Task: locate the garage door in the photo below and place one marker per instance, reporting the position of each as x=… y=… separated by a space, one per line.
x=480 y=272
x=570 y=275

____

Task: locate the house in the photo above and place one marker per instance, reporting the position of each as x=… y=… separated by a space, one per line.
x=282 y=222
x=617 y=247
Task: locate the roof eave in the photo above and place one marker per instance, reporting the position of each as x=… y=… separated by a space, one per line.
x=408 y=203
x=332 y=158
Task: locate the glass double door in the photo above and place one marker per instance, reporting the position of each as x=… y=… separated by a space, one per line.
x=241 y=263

____

• Instructions to follow:
Rewrite the items in the stretch from the line containing "Task: locate the garage" through the line containing "x=570 y=275" as a two-column CSV with the headers instruction and points. Give one row per item, with the item's text and its answer each in a single quoted field and line breaks replaced by spaces.

• Solution for this exercise:
instruction,points
"Task: locate the garage door in the photo below and place one marker per instance, reporting the position of each as x=… y=… separated by a space, one per line.","x=480 y=272 x=570 y=275"